Exercise brief:
In the data below, find the line containing "out the purple"; reproduce that line and all subsequent lines exactly, and nothing else.

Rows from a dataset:
------------------------------

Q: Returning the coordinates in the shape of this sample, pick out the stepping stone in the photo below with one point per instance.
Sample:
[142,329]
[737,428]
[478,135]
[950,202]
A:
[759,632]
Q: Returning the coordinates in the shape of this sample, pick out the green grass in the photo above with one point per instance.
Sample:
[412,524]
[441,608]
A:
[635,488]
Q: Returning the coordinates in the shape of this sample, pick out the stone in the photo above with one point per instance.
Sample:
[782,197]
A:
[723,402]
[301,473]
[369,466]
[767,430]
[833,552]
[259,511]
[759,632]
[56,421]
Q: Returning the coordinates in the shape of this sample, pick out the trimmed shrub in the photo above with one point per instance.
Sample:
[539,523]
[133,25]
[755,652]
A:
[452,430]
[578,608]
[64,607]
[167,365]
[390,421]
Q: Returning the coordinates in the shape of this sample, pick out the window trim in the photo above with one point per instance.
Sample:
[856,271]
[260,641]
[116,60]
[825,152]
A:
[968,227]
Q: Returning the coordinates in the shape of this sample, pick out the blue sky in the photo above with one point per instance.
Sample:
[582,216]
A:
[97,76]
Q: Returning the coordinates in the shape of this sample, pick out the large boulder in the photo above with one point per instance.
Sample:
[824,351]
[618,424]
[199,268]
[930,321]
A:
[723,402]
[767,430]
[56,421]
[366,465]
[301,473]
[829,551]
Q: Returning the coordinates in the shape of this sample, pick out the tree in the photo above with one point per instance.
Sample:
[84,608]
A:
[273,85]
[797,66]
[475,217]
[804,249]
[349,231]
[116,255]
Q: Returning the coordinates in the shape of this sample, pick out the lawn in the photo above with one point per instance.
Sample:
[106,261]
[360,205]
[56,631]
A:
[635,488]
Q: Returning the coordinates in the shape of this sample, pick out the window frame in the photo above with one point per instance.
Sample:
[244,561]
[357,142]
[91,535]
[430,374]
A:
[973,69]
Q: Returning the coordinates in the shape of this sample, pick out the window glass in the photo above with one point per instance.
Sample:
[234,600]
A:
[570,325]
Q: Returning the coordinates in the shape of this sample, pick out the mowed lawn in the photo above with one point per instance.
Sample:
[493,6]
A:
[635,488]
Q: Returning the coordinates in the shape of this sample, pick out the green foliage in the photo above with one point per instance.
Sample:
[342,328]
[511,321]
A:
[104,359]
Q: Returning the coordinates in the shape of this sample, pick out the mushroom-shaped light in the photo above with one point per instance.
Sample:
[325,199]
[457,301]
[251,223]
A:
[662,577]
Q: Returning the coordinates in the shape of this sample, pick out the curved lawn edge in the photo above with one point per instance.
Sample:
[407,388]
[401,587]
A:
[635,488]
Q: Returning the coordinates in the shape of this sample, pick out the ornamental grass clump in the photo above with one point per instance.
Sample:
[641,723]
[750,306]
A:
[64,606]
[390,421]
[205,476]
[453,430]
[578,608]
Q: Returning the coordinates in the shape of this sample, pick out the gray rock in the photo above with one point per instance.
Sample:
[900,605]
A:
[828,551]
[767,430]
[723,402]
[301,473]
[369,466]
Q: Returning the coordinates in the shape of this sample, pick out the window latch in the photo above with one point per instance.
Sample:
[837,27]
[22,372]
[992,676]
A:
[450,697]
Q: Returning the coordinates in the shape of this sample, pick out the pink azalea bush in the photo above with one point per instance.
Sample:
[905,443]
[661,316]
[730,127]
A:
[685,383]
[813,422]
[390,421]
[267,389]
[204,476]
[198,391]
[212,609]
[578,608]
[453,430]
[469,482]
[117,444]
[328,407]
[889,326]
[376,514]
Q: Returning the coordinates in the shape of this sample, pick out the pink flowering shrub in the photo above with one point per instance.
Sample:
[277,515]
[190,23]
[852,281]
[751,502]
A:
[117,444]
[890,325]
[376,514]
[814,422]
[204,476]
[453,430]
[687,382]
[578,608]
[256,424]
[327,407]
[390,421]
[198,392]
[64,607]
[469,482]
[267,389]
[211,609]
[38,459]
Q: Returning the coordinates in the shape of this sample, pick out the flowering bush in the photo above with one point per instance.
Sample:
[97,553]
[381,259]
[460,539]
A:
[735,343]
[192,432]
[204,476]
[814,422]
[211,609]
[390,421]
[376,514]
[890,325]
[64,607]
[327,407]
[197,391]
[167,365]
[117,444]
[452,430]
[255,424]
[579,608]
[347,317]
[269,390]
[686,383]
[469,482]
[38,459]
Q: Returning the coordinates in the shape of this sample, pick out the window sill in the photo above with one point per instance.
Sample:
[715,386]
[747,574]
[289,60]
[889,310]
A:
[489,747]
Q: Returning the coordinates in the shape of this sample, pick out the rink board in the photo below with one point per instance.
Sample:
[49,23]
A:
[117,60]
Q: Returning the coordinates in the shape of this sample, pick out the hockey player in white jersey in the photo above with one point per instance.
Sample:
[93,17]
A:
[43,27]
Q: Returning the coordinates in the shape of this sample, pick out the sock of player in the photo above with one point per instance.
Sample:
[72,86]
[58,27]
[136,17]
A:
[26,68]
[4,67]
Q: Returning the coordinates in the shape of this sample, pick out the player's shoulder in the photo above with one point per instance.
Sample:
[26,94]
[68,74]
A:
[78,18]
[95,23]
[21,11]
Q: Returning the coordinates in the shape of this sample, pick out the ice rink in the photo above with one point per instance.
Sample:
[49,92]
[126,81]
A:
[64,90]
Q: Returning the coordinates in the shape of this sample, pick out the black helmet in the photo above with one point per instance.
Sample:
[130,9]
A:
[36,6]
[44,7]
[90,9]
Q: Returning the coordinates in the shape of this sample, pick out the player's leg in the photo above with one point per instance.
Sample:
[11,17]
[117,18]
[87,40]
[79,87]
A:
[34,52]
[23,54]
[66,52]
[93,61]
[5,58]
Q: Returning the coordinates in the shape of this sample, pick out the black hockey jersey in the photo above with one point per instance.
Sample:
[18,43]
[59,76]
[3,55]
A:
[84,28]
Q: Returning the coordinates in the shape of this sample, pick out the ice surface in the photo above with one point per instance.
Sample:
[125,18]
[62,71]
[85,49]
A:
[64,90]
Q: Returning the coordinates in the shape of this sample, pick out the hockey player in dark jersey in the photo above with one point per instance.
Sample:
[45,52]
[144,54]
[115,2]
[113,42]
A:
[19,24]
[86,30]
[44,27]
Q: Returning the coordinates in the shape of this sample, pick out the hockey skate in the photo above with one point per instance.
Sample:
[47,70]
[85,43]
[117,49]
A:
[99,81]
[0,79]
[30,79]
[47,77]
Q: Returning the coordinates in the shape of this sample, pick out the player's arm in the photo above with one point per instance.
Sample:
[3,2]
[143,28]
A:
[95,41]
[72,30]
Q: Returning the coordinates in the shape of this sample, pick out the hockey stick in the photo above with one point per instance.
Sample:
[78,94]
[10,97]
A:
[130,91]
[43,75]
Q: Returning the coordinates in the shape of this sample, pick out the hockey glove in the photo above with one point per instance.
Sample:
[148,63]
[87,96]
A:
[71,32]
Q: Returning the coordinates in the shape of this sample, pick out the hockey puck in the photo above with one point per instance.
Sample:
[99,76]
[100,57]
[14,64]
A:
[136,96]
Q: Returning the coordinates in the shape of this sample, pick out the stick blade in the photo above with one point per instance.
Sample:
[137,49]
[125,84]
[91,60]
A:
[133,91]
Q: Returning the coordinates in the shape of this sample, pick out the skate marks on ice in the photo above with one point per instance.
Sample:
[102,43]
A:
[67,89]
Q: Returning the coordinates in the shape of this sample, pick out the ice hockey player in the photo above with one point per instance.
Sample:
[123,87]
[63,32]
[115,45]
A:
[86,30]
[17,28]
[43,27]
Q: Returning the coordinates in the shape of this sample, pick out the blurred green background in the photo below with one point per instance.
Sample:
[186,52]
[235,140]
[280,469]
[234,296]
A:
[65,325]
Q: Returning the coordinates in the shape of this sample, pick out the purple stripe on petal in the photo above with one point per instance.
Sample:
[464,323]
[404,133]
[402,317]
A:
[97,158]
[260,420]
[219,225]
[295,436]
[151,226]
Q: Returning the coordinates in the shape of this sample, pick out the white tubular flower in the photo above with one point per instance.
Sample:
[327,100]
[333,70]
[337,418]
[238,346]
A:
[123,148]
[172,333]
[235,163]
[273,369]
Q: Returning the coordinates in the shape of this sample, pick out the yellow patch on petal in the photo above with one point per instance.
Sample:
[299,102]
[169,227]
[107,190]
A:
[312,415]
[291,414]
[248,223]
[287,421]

------------------------------

Solution:
Q: Returning the coordinates in the shape of this sample, pick out the purple stripe on petal in the photo above with one point per instance.
Sample:
[464,323]
[404,133]
[402,317]
A:
[97,158]
[260,420]
[219,225]
[295,436]
[151,226]
Q: Returning the coordinates in the shape of this sample, pick out the white tubular flower in the photo above with one point per instance.
Sample:
[327,100]
[333,70]
[337,418]
[238,346]
A:
[123,148]
[172,333]
[235,163]
[273,369]
Q: Returning the coordinates in the shape of this sample, pick out the yellow patch on petal in the photo above with one point per instance.
Sample:
[299,102]
[169,227]
[107,190]
A:
[312,415]
[291,414]
[248,223]
[287,421]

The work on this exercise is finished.